BEGIN RECORDS PROVIDED

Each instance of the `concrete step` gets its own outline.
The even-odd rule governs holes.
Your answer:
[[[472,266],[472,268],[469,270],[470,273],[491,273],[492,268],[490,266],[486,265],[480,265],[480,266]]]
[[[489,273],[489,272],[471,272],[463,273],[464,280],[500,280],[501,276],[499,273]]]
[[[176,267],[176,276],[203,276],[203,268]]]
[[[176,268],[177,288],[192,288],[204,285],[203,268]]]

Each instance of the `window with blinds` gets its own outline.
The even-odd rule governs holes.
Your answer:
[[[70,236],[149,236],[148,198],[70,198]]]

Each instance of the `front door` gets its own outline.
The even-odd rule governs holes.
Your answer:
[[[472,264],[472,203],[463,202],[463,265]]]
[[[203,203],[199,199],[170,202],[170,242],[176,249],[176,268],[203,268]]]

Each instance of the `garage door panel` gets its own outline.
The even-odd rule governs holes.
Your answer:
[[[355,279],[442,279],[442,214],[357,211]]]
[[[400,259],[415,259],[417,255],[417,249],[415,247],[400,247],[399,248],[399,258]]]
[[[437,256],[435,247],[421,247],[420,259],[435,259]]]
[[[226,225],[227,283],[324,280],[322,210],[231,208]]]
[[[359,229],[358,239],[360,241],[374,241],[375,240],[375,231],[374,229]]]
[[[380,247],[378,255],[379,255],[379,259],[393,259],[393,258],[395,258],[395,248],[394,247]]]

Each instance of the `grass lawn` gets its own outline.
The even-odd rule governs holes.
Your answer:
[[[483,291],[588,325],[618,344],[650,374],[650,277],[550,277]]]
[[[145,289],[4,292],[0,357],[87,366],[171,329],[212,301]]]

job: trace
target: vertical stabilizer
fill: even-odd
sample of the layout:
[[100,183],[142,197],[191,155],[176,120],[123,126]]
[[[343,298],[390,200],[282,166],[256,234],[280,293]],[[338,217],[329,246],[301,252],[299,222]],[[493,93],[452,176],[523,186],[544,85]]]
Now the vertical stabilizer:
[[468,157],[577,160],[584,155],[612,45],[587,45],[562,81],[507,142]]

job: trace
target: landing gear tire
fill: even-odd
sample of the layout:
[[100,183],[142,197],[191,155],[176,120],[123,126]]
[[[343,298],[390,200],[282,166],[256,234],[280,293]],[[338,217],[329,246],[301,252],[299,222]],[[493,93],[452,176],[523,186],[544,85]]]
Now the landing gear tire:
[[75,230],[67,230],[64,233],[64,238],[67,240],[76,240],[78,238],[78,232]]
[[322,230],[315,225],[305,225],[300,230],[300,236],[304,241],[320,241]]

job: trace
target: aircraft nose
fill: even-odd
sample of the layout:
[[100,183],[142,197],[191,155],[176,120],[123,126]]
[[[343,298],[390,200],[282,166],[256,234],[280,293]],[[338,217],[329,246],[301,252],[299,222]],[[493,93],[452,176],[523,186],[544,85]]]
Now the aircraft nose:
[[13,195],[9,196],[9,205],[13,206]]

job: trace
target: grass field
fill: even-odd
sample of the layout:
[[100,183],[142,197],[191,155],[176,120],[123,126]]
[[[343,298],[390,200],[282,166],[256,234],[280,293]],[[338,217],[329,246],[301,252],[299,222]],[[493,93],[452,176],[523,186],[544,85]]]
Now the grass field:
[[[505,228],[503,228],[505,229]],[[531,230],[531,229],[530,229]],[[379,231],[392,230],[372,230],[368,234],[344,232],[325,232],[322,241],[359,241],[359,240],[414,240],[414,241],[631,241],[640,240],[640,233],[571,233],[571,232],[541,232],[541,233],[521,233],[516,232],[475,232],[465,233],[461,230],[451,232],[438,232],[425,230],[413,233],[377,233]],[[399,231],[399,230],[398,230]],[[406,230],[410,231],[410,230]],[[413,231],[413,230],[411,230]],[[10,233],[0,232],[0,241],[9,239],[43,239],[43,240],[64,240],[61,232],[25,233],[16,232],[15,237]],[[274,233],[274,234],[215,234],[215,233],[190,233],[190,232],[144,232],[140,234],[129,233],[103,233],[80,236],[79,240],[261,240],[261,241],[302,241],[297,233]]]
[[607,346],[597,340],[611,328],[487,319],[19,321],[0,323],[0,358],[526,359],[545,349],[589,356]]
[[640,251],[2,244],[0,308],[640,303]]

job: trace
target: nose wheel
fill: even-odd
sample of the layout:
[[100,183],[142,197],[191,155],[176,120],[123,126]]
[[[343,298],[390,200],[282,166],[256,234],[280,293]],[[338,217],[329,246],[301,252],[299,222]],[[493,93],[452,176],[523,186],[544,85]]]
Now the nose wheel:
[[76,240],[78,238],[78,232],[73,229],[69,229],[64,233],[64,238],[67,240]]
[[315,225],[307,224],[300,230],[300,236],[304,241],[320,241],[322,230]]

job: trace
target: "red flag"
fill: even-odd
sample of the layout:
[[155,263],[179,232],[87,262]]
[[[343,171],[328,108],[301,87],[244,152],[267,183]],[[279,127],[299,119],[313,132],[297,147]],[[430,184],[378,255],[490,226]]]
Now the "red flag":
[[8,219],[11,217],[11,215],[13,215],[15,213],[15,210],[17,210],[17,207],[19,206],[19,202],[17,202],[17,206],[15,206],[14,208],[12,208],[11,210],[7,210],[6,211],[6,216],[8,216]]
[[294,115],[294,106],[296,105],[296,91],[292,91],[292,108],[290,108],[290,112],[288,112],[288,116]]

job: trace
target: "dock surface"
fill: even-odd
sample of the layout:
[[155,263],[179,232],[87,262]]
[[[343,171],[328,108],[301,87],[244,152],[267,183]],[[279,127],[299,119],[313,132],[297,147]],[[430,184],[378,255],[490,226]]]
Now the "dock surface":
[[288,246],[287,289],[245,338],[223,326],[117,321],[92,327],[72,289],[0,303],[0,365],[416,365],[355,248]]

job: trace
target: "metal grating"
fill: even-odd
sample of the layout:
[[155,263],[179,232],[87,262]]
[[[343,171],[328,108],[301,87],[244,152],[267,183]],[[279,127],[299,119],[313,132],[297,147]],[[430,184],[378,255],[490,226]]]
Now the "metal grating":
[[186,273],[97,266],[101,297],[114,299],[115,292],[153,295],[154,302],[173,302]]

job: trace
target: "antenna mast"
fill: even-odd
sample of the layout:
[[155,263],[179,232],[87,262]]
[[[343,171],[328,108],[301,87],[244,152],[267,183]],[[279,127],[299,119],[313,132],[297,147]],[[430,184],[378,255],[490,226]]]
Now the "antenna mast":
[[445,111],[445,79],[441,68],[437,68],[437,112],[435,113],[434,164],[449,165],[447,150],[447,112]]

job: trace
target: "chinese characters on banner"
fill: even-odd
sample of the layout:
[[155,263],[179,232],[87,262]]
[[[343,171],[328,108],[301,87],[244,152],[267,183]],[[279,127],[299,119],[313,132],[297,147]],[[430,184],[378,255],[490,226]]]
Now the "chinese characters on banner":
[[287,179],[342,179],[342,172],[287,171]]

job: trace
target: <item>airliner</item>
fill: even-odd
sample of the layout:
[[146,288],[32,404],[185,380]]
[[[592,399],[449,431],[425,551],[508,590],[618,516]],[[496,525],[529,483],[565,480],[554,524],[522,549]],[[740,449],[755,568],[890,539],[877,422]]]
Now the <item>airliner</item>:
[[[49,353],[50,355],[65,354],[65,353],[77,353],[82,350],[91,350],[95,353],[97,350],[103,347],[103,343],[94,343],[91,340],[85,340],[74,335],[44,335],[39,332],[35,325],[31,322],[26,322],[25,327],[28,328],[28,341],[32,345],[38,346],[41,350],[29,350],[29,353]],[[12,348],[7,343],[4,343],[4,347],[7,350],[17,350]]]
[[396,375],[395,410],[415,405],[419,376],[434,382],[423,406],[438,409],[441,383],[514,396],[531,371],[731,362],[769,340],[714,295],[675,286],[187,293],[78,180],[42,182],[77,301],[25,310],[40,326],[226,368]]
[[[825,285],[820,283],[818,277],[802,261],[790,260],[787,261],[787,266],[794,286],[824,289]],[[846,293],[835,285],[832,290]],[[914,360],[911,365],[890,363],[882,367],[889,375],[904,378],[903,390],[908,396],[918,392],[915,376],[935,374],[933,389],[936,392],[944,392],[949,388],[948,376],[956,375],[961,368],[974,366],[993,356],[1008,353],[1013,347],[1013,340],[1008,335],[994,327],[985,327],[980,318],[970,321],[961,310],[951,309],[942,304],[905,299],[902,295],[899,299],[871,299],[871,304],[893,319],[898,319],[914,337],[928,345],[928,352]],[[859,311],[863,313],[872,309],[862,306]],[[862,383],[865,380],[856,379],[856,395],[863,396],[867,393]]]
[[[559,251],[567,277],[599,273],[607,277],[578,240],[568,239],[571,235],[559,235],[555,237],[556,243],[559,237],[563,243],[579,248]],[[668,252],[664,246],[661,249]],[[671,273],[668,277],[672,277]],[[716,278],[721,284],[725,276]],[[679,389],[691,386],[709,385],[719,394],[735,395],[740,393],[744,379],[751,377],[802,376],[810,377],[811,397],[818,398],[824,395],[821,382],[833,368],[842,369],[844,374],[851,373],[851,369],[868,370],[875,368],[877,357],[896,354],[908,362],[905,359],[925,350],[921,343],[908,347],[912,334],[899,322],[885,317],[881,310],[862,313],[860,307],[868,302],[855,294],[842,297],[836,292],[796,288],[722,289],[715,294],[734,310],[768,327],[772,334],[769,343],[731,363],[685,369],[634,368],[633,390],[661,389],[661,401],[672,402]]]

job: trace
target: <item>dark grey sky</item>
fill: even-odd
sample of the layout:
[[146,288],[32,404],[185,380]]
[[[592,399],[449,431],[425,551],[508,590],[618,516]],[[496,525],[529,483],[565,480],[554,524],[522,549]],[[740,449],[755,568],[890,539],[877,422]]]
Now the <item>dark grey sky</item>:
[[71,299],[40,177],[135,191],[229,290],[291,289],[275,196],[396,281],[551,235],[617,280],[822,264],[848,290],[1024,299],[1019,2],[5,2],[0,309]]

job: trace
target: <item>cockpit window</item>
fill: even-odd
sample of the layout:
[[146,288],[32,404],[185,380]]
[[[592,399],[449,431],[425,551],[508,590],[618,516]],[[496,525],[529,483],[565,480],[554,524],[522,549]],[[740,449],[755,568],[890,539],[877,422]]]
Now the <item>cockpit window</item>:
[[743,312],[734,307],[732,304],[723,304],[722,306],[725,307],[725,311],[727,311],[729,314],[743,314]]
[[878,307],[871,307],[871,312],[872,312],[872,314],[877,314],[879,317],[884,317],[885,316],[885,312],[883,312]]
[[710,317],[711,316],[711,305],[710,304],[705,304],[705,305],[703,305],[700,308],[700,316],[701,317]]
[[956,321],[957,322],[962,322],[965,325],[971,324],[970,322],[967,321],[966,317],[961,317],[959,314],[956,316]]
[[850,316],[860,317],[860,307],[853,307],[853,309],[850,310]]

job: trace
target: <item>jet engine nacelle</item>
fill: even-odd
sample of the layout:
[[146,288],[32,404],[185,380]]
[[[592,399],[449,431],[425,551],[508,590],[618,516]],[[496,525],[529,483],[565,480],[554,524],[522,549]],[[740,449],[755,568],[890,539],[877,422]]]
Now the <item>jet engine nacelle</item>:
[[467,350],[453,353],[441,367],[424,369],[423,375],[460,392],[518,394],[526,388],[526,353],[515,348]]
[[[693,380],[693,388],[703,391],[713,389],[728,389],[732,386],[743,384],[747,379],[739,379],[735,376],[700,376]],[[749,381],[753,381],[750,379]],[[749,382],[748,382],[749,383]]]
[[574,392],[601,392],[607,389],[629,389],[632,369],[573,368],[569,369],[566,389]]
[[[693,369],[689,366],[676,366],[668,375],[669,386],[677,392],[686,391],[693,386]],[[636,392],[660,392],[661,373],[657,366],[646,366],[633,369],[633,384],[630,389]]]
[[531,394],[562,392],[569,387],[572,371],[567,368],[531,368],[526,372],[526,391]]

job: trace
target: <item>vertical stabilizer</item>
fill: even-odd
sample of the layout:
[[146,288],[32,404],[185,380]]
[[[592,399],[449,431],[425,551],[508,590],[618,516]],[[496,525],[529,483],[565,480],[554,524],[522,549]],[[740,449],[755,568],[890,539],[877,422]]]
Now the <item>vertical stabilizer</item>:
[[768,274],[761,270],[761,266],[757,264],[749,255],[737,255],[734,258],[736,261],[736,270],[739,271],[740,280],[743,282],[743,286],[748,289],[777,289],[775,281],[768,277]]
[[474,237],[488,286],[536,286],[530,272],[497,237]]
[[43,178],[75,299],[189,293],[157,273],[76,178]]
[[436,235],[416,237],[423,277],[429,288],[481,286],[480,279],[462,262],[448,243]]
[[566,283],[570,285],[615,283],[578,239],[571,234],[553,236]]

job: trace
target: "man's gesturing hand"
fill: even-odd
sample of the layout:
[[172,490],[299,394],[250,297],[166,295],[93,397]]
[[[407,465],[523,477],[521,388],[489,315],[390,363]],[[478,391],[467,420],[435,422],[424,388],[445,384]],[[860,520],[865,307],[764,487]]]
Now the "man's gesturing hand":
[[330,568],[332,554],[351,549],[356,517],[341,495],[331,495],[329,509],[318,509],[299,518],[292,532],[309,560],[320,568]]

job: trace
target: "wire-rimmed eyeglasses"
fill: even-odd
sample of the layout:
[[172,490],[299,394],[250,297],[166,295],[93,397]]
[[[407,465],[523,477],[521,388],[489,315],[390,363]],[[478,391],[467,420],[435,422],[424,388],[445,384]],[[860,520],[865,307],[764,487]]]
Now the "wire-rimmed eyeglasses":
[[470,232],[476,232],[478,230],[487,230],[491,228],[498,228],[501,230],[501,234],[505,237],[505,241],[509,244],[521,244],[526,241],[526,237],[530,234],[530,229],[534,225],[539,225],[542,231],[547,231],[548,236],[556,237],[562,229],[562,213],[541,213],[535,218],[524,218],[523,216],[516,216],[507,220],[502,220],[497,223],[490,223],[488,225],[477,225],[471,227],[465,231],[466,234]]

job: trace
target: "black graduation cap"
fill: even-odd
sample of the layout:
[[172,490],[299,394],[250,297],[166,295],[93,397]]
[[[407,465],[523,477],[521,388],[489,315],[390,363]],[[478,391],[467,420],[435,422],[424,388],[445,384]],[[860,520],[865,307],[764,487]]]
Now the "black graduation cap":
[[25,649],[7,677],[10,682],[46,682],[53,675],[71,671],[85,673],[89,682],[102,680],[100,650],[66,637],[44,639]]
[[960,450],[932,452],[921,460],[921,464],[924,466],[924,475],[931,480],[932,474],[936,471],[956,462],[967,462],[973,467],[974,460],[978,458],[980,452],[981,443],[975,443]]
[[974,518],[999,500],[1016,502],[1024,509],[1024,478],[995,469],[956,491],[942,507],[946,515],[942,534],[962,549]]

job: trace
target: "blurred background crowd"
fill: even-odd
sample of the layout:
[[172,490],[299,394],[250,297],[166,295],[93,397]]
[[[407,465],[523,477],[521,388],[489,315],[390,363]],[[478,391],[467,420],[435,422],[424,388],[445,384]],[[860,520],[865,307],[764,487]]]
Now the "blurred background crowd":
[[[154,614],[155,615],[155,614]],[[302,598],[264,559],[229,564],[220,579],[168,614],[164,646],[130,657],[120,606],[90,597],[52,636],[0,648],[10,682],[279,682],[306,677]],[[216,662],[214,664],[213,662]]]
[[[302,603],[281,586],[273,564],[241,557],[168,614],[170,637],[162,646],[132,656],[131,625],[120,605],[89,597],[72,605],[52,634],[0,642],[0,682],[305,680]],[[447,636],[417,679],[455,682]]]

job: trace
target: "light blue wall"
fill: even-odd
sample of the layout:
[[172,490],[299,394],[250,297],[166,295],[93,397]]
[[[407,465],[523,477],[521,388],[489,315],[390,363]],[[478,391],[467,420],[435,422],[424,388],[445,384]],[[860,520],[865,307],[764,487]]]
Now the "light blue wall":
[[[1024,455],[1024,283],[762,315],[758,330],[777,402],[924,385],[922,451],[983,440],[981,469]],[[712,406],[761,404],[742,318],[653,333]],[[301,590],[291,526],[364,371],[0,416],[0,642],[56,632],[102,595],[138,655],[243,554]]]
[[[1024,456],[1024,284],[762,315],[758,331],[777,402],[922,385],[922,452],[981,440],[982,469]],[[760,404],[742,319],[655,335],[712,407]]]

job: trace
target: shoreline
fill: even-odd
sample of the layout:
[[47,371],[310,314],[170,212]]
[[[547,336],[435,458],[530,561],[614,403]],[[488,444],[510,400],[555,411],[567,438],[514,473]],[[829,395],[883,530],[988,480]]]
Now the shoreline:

END RECORDS PROVIDED

• WHAT IS REQUIRED:
Copy every line of the entries above in which "gets" occurs.

• FINISHED EXERCISE:
Each instance of the `concrete step` gets its own outline.
Each instance of the `window with blinds` gets its own outline.
Each instance of the `front door` gets its own outline.
Each instance of the `garage door panel` gets its own outline.
Each instance of the `grass lawn` gets its own outline.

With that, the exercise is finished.